(Recorded data)

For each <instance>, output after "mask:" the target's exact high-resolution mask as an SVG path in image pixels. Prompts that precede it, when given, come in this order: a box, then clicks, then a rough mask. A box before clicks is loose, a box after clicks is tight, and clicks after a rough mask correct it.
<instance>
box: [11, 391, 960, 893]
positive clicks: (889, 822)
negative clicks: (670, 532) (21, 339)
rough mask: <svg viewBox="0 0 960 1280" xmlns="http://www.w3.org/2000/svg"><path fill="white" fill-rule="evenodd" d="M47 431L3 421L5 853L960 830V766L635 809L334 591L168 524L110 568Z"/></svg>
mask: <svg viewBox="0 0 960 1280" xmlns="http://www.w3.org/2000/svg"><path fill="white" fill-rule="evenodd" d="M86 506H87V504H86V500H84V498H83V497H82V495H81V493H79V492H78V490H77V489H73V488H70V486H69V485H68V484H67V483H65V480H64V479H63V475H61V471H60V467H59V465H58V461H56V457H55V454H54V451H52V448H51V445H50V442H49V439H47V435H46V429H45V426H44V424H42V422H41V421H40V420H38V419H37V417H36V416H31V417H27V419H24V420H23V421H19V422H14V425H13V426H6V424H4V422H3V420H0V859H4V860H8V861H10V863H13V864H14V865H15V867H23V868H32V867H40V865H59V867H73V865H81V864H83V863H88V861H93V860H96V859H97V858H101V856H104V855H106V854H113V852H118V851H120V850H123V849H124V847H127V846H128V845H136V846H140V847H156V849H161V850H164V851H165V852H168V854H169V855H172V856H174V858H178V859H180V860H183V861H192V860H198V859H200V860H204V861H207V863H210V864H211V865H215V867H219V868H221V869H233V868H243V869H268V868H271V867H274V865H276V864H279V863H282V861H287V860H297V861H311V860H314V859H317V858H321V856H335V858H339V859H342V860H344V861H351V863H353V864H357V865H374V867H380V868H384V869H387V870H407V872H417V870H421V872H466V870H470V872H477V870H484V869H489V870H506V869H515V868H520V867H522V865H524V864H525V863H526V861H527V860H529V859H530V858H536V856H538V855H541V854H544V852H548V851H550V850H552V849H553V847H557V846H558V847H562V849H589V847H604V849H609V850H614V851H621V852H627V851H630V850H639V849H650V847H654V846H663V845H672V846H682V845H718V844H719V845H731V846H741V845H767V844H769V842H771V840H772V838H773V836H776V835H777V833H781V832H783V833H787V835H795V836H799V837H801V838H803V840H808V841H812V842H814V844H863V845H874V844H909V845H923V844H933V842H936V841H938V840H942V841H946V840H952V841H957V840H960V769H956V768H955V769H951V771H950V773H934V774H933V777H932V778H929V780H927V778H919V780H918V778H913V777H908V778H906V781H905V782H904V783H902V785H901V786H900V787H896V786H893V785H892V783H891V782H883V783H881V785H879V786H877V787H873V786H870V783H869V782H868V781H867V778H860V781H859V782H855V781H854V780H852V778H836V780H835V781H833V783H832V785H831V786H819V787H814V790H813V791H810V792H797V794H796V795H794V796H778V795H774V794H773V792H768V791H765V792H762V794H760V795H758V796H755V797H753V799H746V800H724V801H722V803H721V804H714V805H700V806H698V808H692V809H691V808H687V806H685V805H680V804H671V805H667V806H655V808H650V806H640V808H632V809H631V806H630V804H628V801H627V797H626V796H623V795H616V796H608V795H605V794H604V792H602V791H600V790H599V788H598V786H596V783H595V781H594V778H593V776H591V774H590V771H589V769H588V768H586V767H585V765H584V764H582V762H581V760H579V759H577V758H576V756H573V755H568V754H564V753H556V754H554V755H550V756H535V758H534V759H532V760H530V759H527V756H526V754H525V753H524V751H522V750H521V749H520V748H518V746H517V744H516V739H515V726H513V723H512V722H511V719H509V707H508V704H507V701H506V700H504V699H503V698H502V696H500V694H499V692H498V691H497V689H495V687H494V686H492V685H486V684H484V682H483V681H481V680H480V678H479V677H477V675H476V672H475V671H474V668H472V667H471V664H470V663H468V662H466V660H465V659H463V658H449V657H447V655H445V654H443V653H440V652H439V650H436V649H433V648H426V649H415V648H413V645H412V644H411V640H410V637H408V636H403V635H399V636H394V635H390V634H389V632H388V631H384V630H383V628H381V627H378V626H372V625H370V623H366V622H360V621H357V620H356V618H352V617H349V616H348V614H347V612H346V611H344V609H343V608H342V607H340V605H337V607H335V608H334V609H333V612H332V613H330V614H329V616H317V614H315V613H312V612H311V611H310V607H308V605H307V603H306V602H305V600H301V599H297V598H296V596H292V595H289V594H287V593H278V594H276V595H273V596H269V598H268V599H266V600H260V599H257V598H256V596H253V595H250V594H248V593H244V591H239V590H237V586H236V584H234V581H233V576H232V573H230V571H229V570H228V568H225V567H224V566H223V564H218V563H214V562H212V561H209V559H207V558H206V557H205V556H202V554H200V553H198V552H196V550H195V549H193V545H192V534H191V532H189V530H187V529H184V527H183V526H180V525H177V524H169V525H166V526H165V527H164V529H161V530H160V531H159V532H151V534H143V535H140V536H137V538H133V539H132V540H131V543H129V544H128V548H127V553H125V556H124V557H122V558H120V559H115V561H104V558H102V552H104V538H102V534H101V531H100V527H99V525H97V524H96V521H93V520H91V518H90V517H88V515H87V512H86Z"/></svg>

(End Recorded data)

» **Task prompt**
Count the lines in the listing above that contain the string "rough", treating uppercase and lowercase as distinct. Reply with the number alone.

» **Finished task**
2